DOCUMENT SEGMENT —
--------------------------------
Thursday, April 21, 2016

Graduating Teenagehood

Well,

I survived.

As I was lying in bed two days before my birthday, my brain was whizzing with all these silly ideas of the things I wanted to do before I turned 20. My last evening as a teenager was not quite the romanticised scenario I had played out in my mind, but it was meaningful nonetheless.

I revisited my high school for the first time in about 2 years because I got a new student to tutor and she coincidentally is a PLC boarder. Walking through the carpark, past the reception and our old favourite tree Louie was not quite the experience I expected. There was no overwhelming wave of nostalgia and emotion (I base life off movies too much); instead there were trickles of thoughts, shadows of memories and a curiosity that I couldn't quite place.

I went home, attempted and failed to motivate myself to make brownies. I had this idea that I wanted to give one to every individual who played a significant part of my teens. Ha. Instead I laid on the carpet and waited for Dong to message so I could go see my friends. (expectations vs reality) So I spent my final hours in a beanbag doing nothing in the company of friends. Nothing out of the ordinary, but somehow special. When the clock struck twelve they sang happy birthday to the lamest video of the Bear in the Big Blue House on Youtube.

15th Friday: Gorgeous weather. Lunch and a 'boost' with Jarrod. Waffles with Ben. Thai dinner with the Tan fambam less Tess :( Mum, the sweetest person everr, brought an Adriano Zumbo passionfruit tart. They sang happy birthday at the restaurant. It was cringe-awkward.

We get home. I have 2 hours to kill. I call Isabel and convince her to change out of her PJs and join me on my endeavour to shout the person behind at a Maccas Drive thru. I can hear her aversion to the idea and the doubtful 'uh, why.' But I'm so spurred by adrenaline and excitement that I don't care. I pick her up and we drive to Maccas.

That's when I realise it's Friday at 7.30pm and there isn't a mad rush/queue in the drive thru. Isabel says 'you didn't think this through did you. let's just go.' But I stubbornly refuse to give up, determined to prove her wrong. While I drive in a circle around the carpark, two cars drive into the drive thru. Ha.

I take a leap of faith and drive in, praying praying praying that someone comes in behind me. And YAY they do! I order nuggets. As we approach the paying counter, a part of me come so close to bailing but we had come too far to turn back now. So I politely ask the check out chick 'Could I please pay for the meal of the person behind me?' She looks at me blankly, 'Sorry what?' I have to repeat and explain myself before she realises what I'm trying to do and smiles. 'That's really sweet. I'll let them know.'

We get our nuggets and drive off as fast as possible bc we feel embarrassed and awkward but also kinda good. I go home feeling a sense of satisfaction for finally living like the me in my head.
--------------------------------
AIM OF THE EXERCISE —
Edit the post about turning 20 from the words "I revisited my" and going on through "couldn't quite place.", putting "longing" in place of "nostalgia".

DATASET SECTION —
--------------------------------
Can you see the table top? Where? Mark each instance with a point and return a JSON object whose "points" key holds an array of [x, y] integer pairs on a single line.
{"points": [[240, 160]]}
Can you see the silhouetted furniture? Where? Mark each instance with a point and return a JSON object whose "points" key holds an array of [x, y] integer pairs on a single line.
--------------------------------
RIGHT ANSWER —
I revisited my high school for the first time in about 2 years because I got a new student to tutor and she coincidentally is a PLC boarder. Walking through the carpark, past the reception and our old favourite tree Louie was not quite the experience I expected. There was no overwhelming wave of longing and emotion (I base life off movies too much); instead there were trickles of thoughts, shadows of memories and a curiosity that I couldn't quite place.